The request - From the listing below, pick out each line that contains the word "large" and copy those lines.

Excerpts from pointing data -
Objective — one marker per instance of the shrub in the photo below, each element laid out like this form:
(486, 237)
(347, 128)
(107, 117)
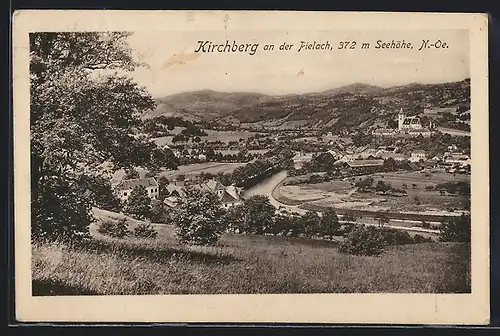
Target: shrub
(425, 225)
(200, 218)
(363, 241)
(145, 230)
(139, 203)
(420, 239)
(396, 237)
(456, 230)
(116, 229)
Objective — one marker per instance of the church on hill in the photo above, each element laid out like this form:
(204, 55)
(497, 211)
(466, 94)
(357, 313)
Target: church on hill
(406, 126)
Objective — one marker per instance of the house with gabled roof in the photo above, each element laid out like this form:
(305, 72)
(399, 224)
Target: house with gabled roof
(228, 196)
(125, 187)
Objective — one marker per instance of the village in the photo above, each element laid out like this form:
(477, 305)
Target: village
(320, 160)
(142, 189)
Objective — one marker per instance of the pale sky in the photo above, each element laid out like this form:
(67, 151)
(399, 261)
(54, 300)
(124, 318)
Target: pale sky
(174, 67)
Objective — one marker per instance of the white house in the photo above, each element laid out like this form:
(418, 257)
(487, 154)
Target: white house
(405, 122)
(418, 155)
(125, 187)
(228, 196)
(461, 159)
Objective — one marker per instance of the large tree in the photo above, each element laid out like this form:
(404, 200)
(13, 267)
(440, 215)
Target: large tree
(139, 204)
(84, 111)
(199, 218)
(259, 215)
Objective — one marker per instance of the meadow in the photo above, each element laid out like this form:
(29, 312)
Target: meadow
(212, 135)
(207, 167)
(418, 199)
(243, 264)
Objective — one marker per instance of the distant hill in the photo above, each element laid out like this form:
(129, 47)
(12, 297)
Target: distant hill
(355, 105)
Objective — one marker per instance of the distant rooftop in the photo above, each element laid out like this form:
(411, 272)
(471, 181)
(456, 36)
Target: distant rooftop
(365, 163)
(132, 183)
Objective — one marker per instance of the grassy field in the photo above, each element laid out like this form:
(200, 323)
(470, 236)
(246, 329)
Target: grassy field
(223, 136)
(208, 167)
(243, 264)
(418, 199)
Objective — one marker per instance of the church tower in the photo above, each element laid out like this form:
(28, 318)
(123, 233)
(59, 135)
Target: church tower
(401, 118)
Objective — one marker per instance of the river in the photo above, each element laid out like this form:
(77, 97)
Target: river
(267, 186)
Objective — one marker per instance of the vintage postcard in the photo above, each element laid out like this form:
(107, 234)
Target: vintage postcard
(251, 166)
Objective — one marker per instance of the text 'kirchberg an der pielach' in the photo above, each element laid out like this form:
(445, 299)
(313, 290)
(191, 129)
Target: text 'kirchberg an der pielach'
(232, 46)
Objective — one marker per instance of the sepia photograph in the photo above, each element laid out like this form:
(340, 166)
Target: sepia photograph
(238, 161)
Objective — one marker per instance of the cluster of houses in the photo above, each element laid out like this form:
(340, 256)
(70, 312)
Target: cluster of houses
(365, 157)
(407, 125)
(176, 191)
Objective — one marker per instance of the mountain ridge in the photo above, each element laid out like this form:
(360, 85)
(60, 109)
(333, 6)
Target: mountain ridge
(337, 107)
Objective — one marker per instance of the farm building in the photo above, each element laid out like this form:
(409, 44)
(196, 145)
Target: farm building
(125, 187)
(228, 196)
(395, 156)
(365, 163)
(418, 155)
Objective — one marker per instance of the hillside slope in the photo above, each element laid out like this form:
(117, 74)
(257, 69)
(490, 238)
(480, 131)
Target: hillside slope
(340, 108)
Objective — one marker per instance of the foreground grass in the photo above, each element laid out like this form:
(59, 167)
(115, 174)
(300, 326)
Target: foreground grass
(244, 264)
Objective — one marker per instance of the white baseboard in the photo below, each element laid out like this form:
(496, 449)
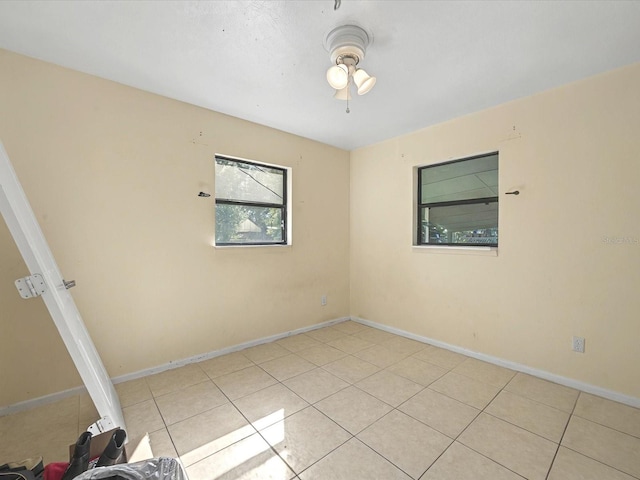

Answer to this problem -
Objective — one marker per instance of the large tree in the photo above, each element laid out like this form:
Target: large tree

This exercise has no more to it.